Relevez toutes les lignes qui contiennent la chaîne « dirt ». La casse compte.

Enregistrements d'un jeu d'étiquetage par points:
^^^^^^^^^^^^^^^^
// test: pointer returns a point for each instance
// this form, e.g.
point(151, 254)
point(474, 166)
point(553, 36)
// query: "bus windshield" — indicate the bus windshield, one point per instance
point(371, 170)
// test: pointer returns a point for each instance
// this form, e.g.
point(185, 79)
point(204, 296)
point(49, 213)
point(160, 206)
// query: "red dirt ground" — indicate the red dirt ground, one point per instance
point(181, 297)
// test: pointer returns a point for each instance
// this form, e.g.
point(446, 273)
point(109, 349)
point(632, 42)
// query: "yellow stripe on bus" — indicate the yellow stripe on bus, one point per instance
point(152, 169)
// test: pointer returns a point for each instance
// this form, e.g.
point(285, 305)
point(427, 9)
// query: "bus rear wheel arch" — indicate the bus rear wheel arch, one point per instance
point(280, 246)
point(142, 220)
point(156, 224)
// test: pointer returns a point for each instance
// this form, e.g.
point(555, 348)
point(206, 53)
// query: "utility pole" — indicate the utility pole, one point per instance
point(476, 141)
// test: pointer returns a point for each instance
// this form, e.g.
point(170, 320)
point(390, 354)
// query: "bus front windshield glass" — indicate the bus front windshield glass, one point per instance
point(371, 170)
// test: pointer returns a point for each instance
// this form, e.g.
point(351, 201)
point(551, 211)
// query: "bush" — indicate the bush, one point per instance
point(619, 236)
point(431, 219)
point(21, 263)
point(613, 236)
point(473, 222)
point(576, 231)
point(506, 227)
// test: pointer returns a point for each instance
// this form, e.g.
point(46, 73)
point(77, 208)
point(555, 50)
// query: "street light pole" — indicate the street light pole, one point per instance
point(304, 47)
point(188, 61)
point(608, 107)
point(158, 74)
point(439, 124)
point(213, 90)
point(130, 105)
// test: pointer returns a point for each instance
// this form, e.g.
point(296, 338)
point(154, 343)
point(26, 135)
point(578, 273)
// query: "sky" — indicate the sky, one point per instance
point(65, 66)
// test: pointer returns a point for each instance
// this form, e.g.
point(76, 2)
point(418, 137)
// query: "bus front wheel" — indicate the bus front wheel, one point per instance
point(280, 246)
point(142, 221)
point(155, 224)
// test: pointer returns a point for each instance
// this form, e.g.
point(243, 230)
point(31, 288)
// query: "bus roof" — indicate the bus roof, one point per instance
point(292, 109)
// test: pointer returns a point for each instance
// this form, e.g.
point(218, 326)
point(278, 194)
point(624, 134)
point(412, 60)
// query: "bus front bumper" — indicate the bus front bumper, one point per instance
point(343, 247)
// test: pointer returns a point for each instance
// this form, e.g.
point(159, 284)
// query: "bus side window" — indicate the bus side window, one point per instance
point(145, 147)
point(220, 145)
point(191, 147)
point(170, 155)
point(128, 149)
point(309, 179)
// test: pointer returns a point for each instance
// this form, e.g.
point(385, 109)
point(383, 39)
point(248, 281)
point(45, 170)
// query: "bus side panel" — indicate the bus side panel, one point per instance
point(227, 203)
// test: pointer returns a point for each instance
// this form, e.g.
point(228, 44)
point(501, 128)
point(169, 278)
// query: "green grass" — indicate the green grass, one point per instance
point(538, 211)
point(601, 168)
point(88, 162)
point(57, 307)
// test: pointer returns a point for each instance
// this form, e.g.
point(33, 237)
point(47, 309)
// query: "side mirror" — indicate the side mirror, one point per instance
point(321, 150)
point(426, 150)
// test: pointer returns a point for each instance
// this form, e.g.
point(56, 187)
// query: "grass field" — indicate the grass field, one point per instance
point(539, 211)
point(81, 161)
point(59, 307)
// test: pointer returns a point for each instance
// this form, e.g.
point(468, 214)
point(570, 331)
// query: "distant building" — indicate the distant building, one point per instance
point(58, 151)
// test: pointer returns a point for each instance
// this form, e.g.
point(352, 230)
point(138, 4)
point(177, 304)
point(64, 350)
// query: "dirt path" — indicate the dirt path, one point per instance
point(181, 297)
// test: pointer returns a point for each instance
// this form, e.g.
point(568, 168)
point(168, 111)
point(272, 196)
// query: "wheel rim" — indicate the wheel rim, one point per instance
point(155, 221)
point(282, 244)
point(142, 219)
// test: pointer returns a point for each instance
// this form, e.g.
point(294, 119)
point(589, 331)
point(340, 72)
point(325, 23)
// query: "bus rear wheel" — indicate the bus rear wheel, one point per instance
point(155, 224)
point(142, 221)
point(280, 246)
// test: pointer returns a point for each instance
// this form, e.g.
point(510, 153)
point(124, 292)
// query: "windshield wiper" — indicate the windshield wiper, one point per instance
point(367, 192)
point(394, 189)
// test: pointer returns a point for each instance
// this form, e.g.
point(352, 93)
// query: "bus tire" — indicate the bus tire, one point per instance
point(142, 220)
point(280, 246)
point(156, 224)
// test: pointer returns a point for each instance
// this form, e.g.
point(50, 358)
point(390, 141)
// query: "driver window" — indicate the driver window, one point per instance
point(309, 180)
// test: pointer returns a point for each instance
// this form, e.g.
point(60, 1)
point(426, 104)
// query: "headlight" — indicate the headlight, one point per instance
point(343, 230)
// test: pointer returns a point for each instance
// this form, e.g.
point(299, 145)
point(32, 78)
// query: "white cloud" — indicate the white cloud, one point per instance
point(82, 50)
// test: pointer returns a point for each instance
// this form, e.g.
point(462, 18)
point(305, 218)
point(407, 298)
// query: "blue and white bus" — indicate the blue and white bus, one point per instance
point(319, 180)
^^^^^^^^^^^^^^^^
• _RÉSULTAT ATTENDU_
// query: "red dirt ground" — indicate the red dirt ground, one point per instance
// query: "dirt path" — indicate the dirt path, one point per instance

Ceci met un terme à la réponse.